Output all of the records again, exactly as written.

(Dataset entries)
Start of Block
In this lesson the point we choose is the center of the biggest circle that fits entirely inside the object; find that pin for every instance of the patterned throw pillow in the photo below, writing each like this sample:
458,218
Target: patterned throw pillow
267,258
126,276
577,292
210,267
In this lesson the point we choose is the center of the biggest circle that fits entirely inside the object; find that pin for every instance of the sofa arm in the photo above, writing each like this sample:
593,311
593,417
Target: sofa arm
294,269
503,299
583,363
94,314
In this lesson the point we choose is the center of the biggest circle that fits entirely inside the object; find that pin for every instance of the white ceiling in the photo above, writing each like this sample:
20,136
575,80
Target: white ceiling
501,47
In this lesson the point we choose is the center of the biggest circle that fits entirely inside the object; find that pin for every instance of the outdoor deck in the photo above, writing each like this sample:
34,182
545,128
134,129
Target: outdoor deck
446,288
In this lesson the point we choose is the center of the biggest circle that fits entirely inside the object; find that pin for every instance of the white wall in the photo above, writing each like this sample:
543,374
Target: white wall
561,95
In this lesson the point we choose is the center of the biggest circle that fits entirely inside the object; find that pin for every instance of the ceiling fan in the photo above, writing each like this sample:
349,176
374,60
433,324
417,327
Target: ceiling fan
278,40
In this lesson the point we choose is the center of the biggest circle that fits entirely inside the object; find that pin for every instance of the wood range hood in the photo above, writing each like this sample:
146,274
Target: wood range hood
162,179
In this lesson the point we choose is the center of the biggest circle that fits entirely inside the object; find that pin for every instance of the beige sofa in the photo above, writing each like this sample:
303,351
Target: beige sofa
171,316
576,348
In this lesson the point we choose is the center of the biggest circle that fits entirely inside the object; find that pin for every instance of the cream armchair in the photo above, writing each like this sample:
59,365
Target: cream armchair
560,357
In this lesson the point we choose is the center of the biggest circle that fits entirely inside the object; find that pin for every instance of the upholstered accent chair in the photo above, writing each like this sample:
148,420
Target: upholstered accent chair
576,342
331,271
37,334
End of Block
> EXERCISE RESULT:
In this lesson the point we choose is the center of the biggest circle that fits entirely inside the object; find that pin for every instance of the patterned throw pillow in the photo below, writing each like this sample:
458,218
Target: patterned throw pillow
267,258
126,276
577,292
210,267
In this lesson the point we choose is the center of the biggest circle that fits entirely inside the object; find that pin for every instance of the sofa arm in the photo above, writing each like this sample:
593,311
593,417
Target: sofa arm
294,269
503,299
583,363
94,314
In this lesson the point we choose is the center of the biggest circle that fits entirely inside the object; find that pin for every instance of the white ceiling in the photo above, writing each like this sample:
20,136
575,80
Target: white ceiling
501,47
In this lesson the point we choose is the center of the biggest circle that fits entirely inside the object; find that pin for every instance of the outdoor deck in the photo above, writing each like this sample:
34,182
545,128
134,129
Target: outdoor deck
446,288
In this lesson the point we choose is the center of the biggest circle that fits entirely inside the object; find that pin for every instance of the white wall in the photo above, writing each like this sample:
543,374
Target: white wall
561,95
In this lesson the point we choose is the center of the biggest circle that fits entirely inside the object; find that pin for every instance of the ceiling fan in the photo above, writing each like this sample:
349,176
374,60
433,324
417,327
Target: ceiling fan
278,40
In this lesson the point we choose is the center of the biggest circle that fits entirely inside the object; find that pin for every instance of the wood range hood in the photo above, writing each like this sample:
146,274
Target: wood range hood
162,179
In this lesson the point we choose is the center of the biggest circle that fits entirely inside the object; find that pin for every instance of the beige sofa in the photo above, writing each like this sample:
303,351
Target: beige sofa
171,316
576,348
In this lesson the point we choose is the center of the biggest circle that fits entirely inside the object; find that pin for every instance of the cream armchair in the photo above, writing each like this sample:
59,365
Target: cream armchair
560,357
In this lesson the point we choose is the center of the biggest circle that fits entirely inside the object; find that pin for every instance of the upholstered accent chair in the photo above, writing each like this sample:
148,420
Target: upholstered accent chair
576,342
331,271
37,334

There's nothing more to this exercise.